BEGIN SUPPLIED INFORMATION
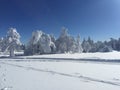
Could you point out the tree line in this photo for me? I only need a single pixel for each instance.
(42, 43)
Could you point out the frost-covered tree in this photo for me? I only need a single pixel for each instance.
(66, 43)
(78, 45)
(12, 40)
(1, 44)
(86, 45)
(40, 43)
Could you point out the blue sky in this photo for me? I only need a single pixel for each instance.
(99, 19)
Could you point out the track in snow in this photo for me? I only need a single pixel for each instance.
(64, 74)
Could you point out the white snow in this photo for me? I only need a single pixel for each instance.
(58, 76)
(35, 73)
(108, 56)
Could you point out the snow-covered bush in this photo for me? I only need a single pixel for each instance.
(40, 43)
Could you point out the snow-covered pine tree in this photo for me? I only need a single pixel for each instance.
(40, 43)
(67, 43)
(78, 45)
(12, 40)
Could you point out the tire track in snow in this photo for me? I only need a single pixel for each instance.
(64, 74)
END SUPPLIED INFORMATION
TASK OBJECTIVE —
Start copying at the line that contains "Could you point out the tire" and stop after the last line of the records, keeping every line exactly.

COMPLETED TASK —
Could you point out the tire track in snow in this photo for me? I only need a single pixel for each instance.
(64, 74)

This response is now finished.